Labeled shape entries
+++

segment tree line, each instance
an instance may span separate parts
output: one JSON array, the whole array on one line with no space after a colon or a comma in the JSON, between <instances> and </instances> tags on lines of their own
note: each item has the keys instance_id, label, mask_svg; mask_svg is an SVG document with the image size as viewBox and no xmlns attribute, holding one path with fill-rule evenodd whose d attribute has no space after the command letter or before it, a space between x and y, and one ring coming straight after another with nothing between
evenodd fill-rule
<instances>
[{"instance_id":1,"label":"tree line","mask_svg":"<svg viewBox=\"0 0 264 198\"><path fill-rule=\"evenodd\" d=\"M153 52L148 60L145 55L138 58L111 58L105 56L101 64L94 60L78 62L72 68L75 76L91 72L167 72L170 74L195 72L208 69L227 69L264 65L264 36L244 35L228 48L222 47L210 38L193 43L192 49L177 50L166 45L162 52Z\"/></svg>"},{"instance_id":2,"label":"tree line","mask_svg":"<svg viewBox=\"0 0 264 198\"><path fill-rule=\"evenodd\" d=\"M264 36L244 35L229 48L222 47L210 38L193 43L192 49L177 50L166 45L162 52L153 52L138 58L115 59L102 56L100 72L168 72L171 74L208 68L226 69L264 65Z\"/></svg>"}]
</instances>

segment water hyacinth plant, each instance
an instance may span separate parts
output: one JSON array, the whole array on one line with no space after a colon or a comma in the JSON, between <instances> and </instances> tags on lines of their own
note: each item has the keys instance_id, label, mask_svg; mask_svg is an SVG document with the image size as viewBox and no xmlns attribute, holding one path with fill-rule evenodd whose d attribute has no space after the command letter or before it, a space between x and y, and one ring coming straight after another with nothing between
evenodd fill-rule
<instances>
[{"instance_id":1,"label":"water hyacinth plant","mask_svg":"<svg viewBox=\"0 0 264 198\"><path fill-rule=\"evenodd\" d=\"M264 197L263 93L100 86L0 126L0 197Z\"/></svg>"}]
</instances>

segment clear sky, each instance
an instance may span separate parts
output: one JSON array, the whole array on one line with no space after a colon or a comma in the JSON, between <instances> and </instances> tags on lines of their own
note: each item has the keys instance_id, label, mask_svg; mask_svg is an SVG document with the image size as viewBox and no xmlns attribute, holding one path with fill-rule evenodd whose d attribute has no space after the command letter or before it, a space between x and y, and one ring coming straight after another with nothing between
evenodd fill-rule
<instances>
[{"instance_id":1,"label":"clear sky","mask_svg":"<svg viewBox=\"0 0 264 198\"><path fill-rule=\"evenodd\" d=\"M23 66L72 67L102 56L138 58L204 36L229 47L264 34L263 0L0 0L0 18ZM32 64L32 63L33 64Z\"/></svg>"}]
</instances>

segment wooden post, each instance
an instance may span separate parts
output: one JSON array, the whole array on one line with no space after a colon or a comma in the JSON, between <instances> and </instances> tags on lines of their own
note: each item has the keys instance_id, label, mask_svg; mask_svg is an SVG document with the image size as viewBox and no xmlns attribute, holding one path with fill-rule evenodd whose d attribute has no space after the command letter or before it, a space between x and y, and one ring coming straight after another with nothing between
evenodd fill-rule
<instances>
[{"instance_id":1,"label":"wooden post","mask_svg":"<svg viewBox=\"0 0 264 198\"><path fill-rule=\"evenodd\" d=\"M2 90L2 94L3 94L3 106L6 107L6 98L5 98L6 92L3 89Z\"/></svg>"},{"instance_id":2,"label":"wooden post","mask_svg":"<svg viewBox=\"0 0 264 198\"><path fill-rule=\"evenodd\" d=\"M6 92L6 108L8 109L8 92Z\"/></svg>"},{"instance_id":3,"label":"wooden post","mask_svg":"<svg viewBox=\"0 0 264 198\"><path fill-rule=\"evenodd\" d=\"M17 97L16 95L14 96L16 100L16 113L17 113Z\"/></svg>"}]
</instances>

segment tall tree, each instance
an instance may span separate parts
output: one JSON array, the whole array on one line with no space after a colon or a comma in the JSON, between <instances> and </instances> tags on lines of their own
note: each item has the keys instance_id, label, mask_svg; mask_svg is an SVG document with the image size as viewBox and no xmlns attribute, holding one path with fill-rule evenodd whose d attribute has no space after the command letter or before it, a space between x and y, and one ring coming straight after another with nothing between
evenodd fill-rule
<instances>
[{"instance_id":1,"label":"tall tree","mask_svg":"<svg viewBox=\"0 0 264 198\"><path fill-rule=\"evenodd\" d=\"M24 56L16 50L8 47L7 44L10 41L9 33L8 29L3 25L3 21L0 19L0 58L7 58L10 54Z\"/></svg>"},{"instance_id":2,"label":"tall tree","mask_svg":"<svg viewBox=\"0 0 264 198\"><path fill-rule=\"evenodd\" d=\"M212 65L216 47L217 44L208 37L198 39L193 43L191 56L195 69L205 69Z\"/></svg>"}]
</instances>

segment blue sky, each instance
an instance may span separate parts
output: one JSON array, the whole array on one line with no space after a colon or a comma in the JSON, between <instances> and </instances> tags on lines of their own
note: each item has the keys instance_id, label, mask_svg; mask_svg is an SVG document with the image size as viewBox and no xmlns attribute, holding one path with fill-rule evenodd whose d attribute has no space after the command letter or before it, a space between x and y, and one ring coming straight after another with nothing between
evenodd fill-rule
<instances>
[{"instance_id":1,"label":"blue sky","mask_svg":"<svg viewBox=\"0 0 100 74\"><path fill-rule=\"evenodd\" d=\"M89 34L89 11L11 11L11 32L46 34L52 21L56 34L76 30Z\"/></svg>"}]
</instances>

+++

[Challenge] Format the entries above as a Markdown table with a Row column for the line number and a Line column for the line itself, leaving out blank lines.

[Finished task]
| Row | Line |
|---|---|
| 1 | segment tree line, each instance |
| 2 | an instance may span separate parts |
| 3 | output: one JSON array, the whole array on one line with no space after a colon or a comma in the JSON, between <instances> and </instances> tags on lines of their own |
| 4 | note: each item has the keys instance_id, label, mask_svg; mask_svg is an SVG document with the image size as viewBox and no xmlns attribute, holding one path with fill-rule evenodd whose d attribute has no space after the command letter or before it, a space between x and y, and one ring coming straight after another with nothing between |
| 5 | evenodd fill-rule |
| 6 | <instances> |
| 7 | [{"instance_id":1,"label":"tree line","mask_svg":"<svg viewBox=\"0 0 264 198\"><path fill-rule=\"evenodd\" d=\"M153 52L148 60L145 55L138 58L111 58L105 56L101 64L94 60L78 62L72 68L75 76L91 72L167 72L170 74L195 72L208 69L227 69L264 65L264 36L244 35L228 48L222 47L210 38L193 43L192 49L177 50L166 45L162 52Z\"/></svg>"},{"instance_id":2,"label":"tree line","mask_svg":"<svg viewBox=\"0 0 264 198\"><path fill-rule=\"evenodd\" d=\"M264 36L244 35L229 48L222 47L210 38L193 43L192 49L177 50L166 45L162 52L153 52L138 58L115 59L102 56L100 72L168 72L171 74L208 68L226 69L264 65Z\"/></svg>"}] |
| 8 | </instances> |
| 9 | segment water hyacinth plant, each instance |
| 10 | an instance may span separate parts |
| 11 | output: one JSON array, the whole array on one line with no space after a colon or a comma in the JSON, between <instances> and </instances> tags on lines of their own |
| 12 | note: each item has the keys instance_id, label, mask_svg; mask_svg is an SVG document with the image size as viewBox and no xmlns attribute, holding one path with fill-rule evenodd whose d attribute has no space after the command letter or before it, a space between x and y, and one ring coming straight after another with nothing between |
| 13 | evenodd fill-rule |
| 14 | <instances> |
| 15 | [{"instance_id":1,"label":"water hyacinth plant","mask_svg":"<svg viewBox=\"0 0 264 198\"><path fill-rule=\"evenodd\" d=\"M264 197L263 93L100 86L0 126L0 197Z\"/></svg>"}] |
| 16 | </instances> |
| 17 | segment clear sky, each instance |
| 18 | an instance may span separate parts |
| 19 | output: one JSON array, the whole array on one line with no space after a colon or a comma in the JSON, between <instances> and </instances> tags on lines of their own |
| 20 | note: each item has the keys instance_id, label, mask_svg; mask_svg is an SVG document with the image size as viewBox and no xmlns attribute, holding one path with fill-rule evenodd whose d attribute has no space after the command letter or before it, a space between x and y, and one ring coming straight after another with nothing between |
| 21 | evenodd fill-rule |
| 22 | <instances> |
| 23 | [{"instance_id":1,"label":"clear sky","mask_svg":"<svg viewBox=\"0 0 264 198\"><path fill-rule=\"evenodd\" d=\"M23 66L72 67L102 56L138 58L204 36L229 47L264 34L263 0L0 0L0 18ZM32 64L32 63L33 64Z\"/></svg>"}] |
| 24 | </instances> |
| 25 | segment wooden post, each instance |
| 26 | an instance may span separate parts |
| 27 | output: one JSON array, the whole array on one line with no space after a colon or a comma in the JSON, between <instances> and </instances> tags on lines of their own |
| 28 | note: each item has the keys instance_id, label, mask_svg; mask_svg is an SVG document with the image size as viewBox and no xmlns attribute, holding one path with fill-rule evenodd whose d attribute has no space after the command letter or before it, a space between x and y, and one ring coming straight after another with nothing between |
| 29 | evenodd fill-rule |
| 30 | <instances> |
| 31 | [{"instance_id":1,"label":"wooden post","mask_svg":"<svg viewBox=\"0 0 264 198\"><path fill-rule=\"evenodd\" d=\"M2 90L2 94L3 94L3 106L6 107L6 98L5 98L6 92L3 89Z\"/></svg>"},{"instance_id":2,"label":"wooden post","mask_svg":"<svg viewBox=\"0 0 264 198\"><path fill-rule=\"evenodd\" d=\"M6 92L6 108L8 109L8 92Z\"/></svg>"},{"instance_id":3,"label":"wooden post","mask_svg":"<svg viewBox=\"0 0 264 198\"><path fill-rule=\"evenodd\" d=\"M17 97L16 95L14 96L16 100L16 113L17 113Z\"/></svg>"}] |
| 32 | </instances> |
| 33 | segment tall tree, each instance |
| 34 | an instance may span separate parts |
| 35 | output: one JSON array, the whole array on one line with no space after a colon or a comma in the JSON, between <instances> and </instances> tags on lines of their own |
| 36 | note: each item has the keys instance_id, label, mask_svg; mask_svg is an SVG document with the image size as viewBox and no xmlns attribute, holding one path with fill-rule evenodd whose d attribute has no space after the command letter or before it, a space between x and y, and one ring coming straight after another with nothing between |
| 37 | evenodd fill-rule |
| 38 | <instances> |
| 39 | [{"instance_id":1,"label":"tall tree","mask_svg":"<svg viewBox=\"0 0 264 198\"><path fill-rule=\"evenodd\" d=\"M24 56L16 50L8 47L7 44L10 41L9 33L8 29L3 25L3 21L0 19L0 58L7 58L10 54Z\"/></svg>"},{"instance_id":2,"label":"tall tree","mask_svg":"<svg viewBox=\"0 0 264 198\"><path fill-rule=\"evenodd\" d=\"M212 65L216 47L217 44L208 37L198 39L193 43L191 56L195 69L205 69Z\"/></svg>"}] |
| 40 | </instances> |
| 41 | segment blue sky, each instance |
| 42 | an instance may span separate parts |
| 43 | output: one JSON array, the whole array on one line with no space after a colon or a comma in the JSON, between <instances> and </instances> tags on lines of their own |
| 44 | note: each item has the keys instance_id, label, mask_svg; mask_svg is an SVG document with the image size as viewBox and no xmlns attribute, holding one path with fill-rule evenodd whose d attribute has no space after the command letter or before it, a space between x and y, and one ring coming straight after another with nothing between |
| 45 | evenodd fill-rule |
| 46 | <instances> |
| 47 | [{"instance_id":1,"label":"blue sky","mask_svg":"<svg viewBox=\"0 0 100 74\"><path fill-rule=\"evenodd\" d=\"M89 34L89 11L11 11L11 32L46 34L52 21L56 34L76 30Z\"/></svg>"}] |
| 48 | </instances> |